--- Required work ---
The records below are to be copied word for word, with every picture left out.

--- Dataset entries ---

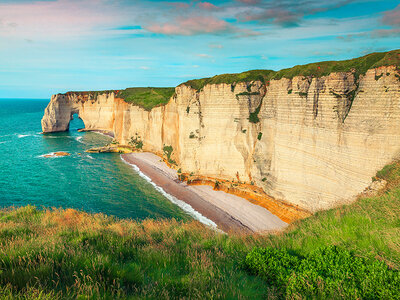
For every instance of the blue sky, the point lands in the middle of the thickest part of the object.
(55, 46)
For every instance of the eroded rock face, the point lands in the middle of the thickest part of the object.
(315, 142)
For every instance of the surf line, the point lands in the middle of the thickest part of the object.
(183, 205)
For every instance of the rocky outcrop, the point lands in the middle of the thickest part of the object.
(312, 142)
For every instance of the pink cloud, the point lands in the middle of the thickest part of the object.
(179, 4)
(249, 1)
(191, 26)
(207, 6)
(392, 17)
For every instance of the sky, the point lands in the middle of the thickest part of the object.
(54, 46)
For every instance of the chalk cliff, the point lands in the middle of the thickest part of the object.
(314, 142)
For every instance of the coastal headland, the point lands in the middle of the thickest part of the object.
(294, 141)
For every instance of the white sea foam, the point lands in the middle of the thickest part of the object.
(186, 207)
(50, 155)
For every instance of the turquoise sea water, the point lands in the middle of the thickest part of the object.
(93, 183)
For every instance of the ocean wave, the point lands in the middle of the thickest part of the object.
(183, 205)
(52, 155)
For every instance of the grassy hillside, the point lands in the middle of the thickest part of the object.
(147, 98)
(358, 65)
(349, 252)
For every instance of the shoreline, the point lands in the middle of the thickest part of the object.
(229, 212)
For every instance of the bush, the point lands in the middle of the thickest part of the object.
(328, 272)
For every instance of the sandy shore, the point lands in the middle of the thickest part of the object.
(229, 212)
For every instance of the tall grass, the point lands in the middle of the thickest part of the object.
(56, 253)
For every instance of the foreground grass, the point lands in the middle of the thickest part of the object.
(67, 254)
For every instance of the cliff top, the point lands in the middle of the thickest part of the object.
(145, 97)
(75, 254)
(357, 65)
(150, 97)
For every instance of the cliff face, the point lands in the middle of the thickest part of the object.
(313, 142)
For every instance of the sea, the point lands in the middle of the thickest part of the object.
(95, 183)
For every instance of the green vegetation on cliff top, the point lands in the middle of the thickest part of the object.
(147, 98)
(150, 97)
(351, 252)
(357, 65)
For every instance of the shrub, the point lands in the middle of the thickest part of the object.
(253, 117)
(168, 152)
(136, 142)
(147, 98)
(328, 272)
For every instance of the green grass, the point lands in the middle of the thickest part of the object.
(233, 79)
(348, 252)
(357, 65)
(147, 98)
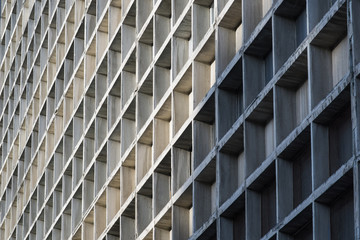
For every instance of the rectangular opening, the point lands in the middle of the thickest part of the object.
(258, 64)
(259, 134)
(261, 207)
(292, 98)
(205, 188)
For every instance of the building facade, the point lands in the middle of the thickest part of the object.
(180, 119)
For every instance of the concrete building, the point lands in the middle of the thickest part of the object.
(178, 119)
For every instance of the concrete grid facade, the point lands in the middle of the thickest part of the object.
(177, 119)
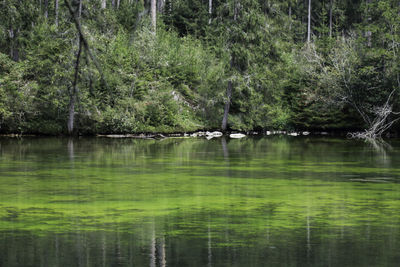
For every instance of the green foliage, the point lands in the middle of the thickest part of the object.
(135, 80)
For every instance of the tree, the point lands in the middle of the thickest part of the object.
(309, 22)
(153, 7)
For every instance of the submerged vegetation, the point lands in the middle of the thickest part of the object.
(122, 66)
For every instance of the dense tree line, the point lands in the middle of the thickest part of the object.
(119, 66)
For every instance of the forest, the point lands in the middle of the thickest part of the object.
(133, 66)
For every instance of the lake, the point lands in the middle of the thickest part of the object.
(271, 201)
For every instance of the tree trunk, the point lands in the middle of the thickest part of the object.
(209, 10)
(56, 7)
(14, 52)
(160, 6)
(80, 8)
(74, 92)
(290, 16)
(368, 33)
(227, 106)
(309, 22)
(46, 8)
(330, 18)
(153, 8)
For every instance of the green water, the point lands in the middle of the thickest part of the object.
(274, 201)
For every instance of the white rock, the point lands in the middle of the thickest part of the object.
(214, 134)
(237, 135)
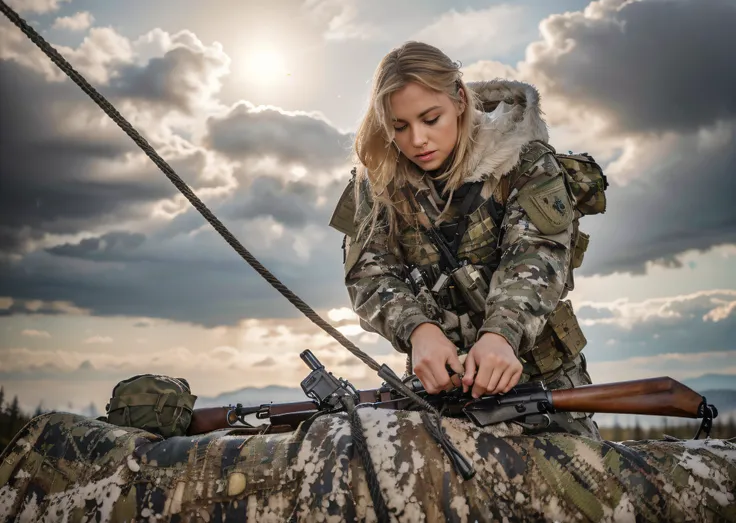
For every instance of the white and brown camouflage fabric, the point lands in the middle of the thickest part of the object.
(64, 467)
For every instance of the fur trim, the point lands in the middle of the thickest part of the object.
(511, 119)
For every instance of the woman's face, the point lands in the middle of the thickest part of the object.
(425, 122)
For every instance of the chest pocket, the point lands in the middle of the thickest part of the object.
(479, 243)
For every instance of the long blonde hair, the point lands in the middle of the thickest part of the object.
(386, 169)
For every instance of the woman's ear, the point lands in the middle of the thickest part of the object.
(463, 101)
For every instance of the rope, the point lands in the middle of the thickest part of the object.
(432, 421)
(100, 100)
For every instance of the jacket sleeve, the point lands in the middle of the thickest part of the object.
(381, 297)
(536, 248)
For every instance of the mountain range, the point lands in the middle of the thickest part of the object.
(718, 389)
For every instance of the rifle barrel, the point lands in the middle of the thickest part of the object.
(654, 396)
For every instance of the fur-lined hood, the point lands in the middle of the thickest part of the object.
(511, 119)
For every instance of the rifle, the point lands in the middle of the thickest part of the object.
(527, 402)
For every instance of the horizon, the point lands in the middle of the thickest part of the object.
(107, 272)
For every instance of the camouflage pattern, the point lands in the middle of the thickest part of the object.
(64, 467)
(529, 274)
(586, 181)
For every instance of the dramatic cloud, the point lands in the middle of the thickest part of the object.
(623, 59)
(481, 33)
(294, 137)
(682, 200)
(689, 324)
(76, 22)
(618, 82)
(32, 333)
(185, 76)
(341, 19)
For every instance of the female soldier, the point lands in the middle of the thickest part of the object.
(462, 236)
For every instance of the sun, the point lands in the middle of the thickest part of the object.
(265, 66)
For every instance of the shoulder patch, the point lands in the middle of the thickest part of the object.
(548, 204)
(343, 217)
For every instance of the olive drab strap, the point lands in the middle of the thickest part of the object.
(452, 233)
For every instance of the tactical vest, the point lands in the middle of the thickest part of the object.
(561, 339)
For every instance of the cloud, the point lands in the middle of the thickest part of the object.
(718, 305)
(34, 306)
(98, 340)
(266, 362)
(675, 365)
(475, 33)
(341, 18)
(33, 333)
(186, 74)
(622, 59)
(110, 246)
(77, 22)
(617, 82)
(294, 137)
(220, 357)
(682, 324)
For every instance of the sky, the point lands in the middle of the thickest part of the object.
(106, 271)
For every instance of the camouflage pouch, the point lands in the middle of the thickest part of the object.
(586, 181)
(158, 404)
(567, 330)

--- Result of this task ---
For every instance of the blue sky, the point lands in the middle of the thickest part of the object.
(55, 46)
For every instance of the eroded rock face, the point lands in the middle of the thickest part of the object.
(315, 142)
For every instance of the surf line, the point lands in the middle of the thickest part of the object.
(183, 205)
For every instance of the rocky outcrop, the point lands in the middle of the thickest part of the object.
(312, 142)
For every instance of the pink cloud, the point lands in the middle of the thickest part of the object.
(179, 4)
(249, 1)
(191, 26)
(207, 6)
(392, 17)
For every instance of the sky, the point lands in the middle of the thickest part of the object.
(54, 46)
For every instance of the chalk cliff, the point lands in the middle of the thickest part of the object.
(314, 142)
For every instance of the coastal headland, the point lands in the middle of the thickest part of the object.
(294, 141)
For every instance of the white sea foam, the point lands in the middle of the thickest part of the object.
(186, 207)
(50, 155)
For every instance of the turquoise sea water, the point lands in the middle of the thickest part of the object.
(93, 183)
For every instance of the ocean wave, the point lands in the middle of the thickest part of the object.
(183, 205)
(52, 155)
For every instance of the grassy hillside, the point lands in the middle of the thickest part of the object.
(147, 98)
(358, 65)
(349, 252)
For every instance of the shoreline, the point lands in the middle of the thickest part of the object.
(229, 212)
For every instance of the bush, the point lands in the middle of the thickest part of the object.
(328, 272)
For every instance of the sandy shore, the point lands in the middle of the thickest part of the object.
(229, 212)
For every instance of the tall grass, the point lands in the middle of the thickest part of the object.
(56, 253)
For every instance of the foreground grass, the point lands in the middle of the thickest part of the object.
(67, 254)
For every instance of the cliff top, the point lands in the middle of the thickest part of the object.
(145, 97)
(75, 254)
(357, 65)
(150, 97)
For every instance of the cliff face, the point lands in the middle of the thickest part of the object.
(313, 142)
For every instance of the sea, the point lands in the middle of the thickest part of the object.
(95, 183)
For every instance of the green vegetation on cliff top, the point lands in the middle of the thickest part of the object.
(147, 98)
(150, 97)
(351, 252)
(357, 65)
For every instance of the shrub, the point lands in the middle of the thickest part of the object.
(253, 117)
(168, 152)
(136, 142)
(147, 98)
(328, 272)
For every instance of the green grass, the point lands in the middle of the thickest part of the object.
(233, 79)
(348, 252)
(357, 65)
(147, 98)
For every instance of the rectangular opening, the point lands in the middle of the thickest part of the object.
(258, 64)
(259, 134)
(261, 207)
(292, 98)
(205, 188)
For every instance of the building facade, the point lands in the middle of the thickest part of the object.
(180, 119)
For every instance of the concrete building, the point lands in the middle of the thickest part of the object.
(178, 119)
For every instance of the concrete grid facade, the point lands in the middle of the thickest part of the object.
(177, 119)
For every instance of the green foliage, the point lands in the middle of the thickest part of the object.
(135, 80)
For every instance of the tree, the point lands in the middle of the thickest part of the object.
(309, 22)
(153, 7)
For every instance of the submerged vegetation, the point lands in the middle of the thickest part of the object.
(122, 66)
For every instance of the dense tree line, the point lands in the middle of the thickest part of the object.
(119, 66)
For every instance of the forest, the point lands in the middle of the thickest part of the object.
(133, 66)
For every instance of the lake, the point lands in the middle of the thickest part of the object.
(271, 201)
For every instance of the tree trunk, the point lands in the middle of the thickest part of the object.
(209, 10)
(56, 7)
(14, 52)
(160, 6)
(80, 8)
(74, 92)
(290, 16)
(368, 33)
(227, 106)
(309, 22)
(46, 8)
(330, 18)
(153, 8)
For every instance of the green water, the point lands in the middle of the thickest part of the object.
(274, 201)
For every instance of the white rock, the point lands in the middle of the thickest part of the object.
(214, 134)
(237, 135)
For every instance of the white and brown camouflage fabric, the point lands in the middle of the thickest part of the object.
(64, 467)
For every instance of the fur trim, the point lands in the middle of the thickest part of the object.
(511, 119)
For every instance of the woman's face, the point lands in the middle of the thickest part of the object.
(425, 122)
For every instance of the chest pocket, the point lands in the middle of the thickest part of the object.
(479, 243)
For every instance of the long blonde hair, the point lands in the middle of the thickest part of the object.
(386, 169)
For every instance of the woman's ear, the point lands in the middle of the thickest part of the object.
(463, 101)
For every instance of the rope, the point lands in the middle of the thickest part of the object.
(432, 421)
(100, 100)
For every instance of the jacket sleeve, the point lands in the middle of the thickest part of the object.
(381, 297)
(536, 248)
For every instance of the mountain range, the point lands in the middle of the thickest part of the object.
(718, 389)
For every instance of the rifle barrel, the point lands in the middle of the thickest part of the object.
(654, 396)
For every instance of the fur-lined hood, the point lands in the middle of the thickest part of the object.
(511, 119)
For every instance of the rifle, the point lands in the middle of the thickest part of the object.
(527, 402)
For every instance of the horizon, the point lands in the middle of the thickest part of the object.
(107, 272)
For every instance of the camouflage pattern, the point lands in the middle of the thickest part of the object.
(64, 467)
(529, 274)
(586, 181)
For every instance of the dramatic cloud, the point lands in the middle of the thickest part of the object.
(623, 59)
(481, 33)
(294, 137)
(682, 200)
(689, 324)
(76, 22)
(618, 82)
(32, 333)
(185, 76)
(341, 19)
For every instance of the female soldier, the point lands in the middle of the thickest part of the object.
(462, 236)
For every instance of the sun, the point lands in the middle of the thickest part of the object.
(265, 66)
For every instance of the shoulder patch, the point lands in the middle of the thickest part of the object.
(548, 204)
(343, 217)
For every instance of the olive drab strap, the point lands in the middle of the thickest part of the object.
(452, 233)
For every instance of the tactical vest, the point lands in the middle of the thickest part of the object.
(561, 339)
For every instance of the cloud, the point lands in the middle of the thickest part of the object.
(718, 305)
(34, 306)
(98, 340)
(266, 362)
(675, 365)
(475, 33)
(341, 18)
(33, 333)
(186, 74)
(622, 59)
(110, 246)
(77, 22)
(617, 82)
(294, 137)
(220, 357)
(682, 324)
For every instance of the sky, the point lands in the middle of the thickest part of the object.
(106, 271)
For every instance of the camouflage pouch, the point lands in the middle of the thickest part of the object.
(586, 181)
(158, 404)
(567, 330)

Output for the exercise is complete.